(Teks Sumber)

===============

Masih banyak orang Kristen yang memandang aktivitas beribadah “terpisah”
dari aktivitas hidup yang lain. Dalam pandangan mereka, gereja dan segala
bentuk kegiatan rohani lainnya adalah ruang yang sakral sedangkan lingkup
diluar hal tersebut kurang sakral. Dalam satu sisi, pandangan tersebut memang
tidak sepenuhnya salah. Namun jika diperhatikan dengan saksama, maka akan
nampak kekurangannya.
Iman Kristen harus dipahami secara utuh. Jika hanya dipahami secara
setengah-setengah, maka akan membawa kepada kesesatan. Istilah kesesatan disini
janganlah hanya dipahami dalam konteks pengajaran agama, semisal diasumsikan
dengan aliran/ajaran sesat seperti Saksi Yehova, Mormonisme, dll. Dalam kasus
yang paling sederhana, mengambil atau melakukan sebuah prinsip yang terlihat
berasal dari Alkitab – padahal hanya separuh kebenaran saja – adalah satu bentuk
kesesatan. Untuk itulah diperlukan sebuah pemahaman yang utuh dan lengkap
terhadap iman Kristiani, yang tentunya hal itu bersumber dari penafsiran
Alkitab yang disiplin.
Lantas, apa yang seringkali menghambat kita, umat Kristen, untuk
memperoleh pemahaman yang menyeluruh terhadap firman Tuhan dalam Alkitab? Apa
pula yang harusnya kita upayakan untuk mendapatkan pemahaman yang menyeluruh
tersebut?

===============

(Cuplikan Data)
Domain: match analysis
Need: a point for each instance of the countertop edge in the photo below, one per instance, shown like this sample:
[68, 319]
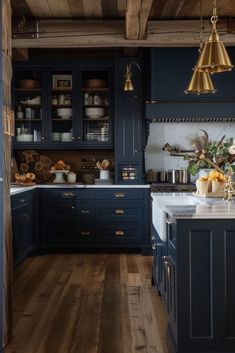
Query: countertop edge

===============

(Daftar Tugas)
**a.** Tulis ulang tanpa mengubah apa pun bagian teks sumber yang dibuka dengan kata-kata berisi "Masih banyak orang" dan ditutup dengan "nampak kekurangannya.".
**b.** Menurut teks sumber, pemahaman yang utuh dan lengkap terhadap iman Kristiani bersumber dari apa?
Data di atas tidak diperlukan untuk mengerjakan apa pun di sini.

(Jawaban Tugas)
**a.**
Masih banyak orang Kristen yang memandang aktivitas beribadah “terpisah”
dari aktivitas hidup yang lain. Dalam pandangan mereka, gereja dan segala
bentuk kegiatan rohani lainnya adalah ruang yang sakral sedangkan lingkup
diluar hal tersebut kurang sakral. Dalam satu sisi, pandangan tersebut memang
tidak sepenuhnya salah. Namun jika diperhatikan dengan saksama, maka akan
nampak kekurangannya.

**b.** Dari penafsiran Alkitab yang disiplin.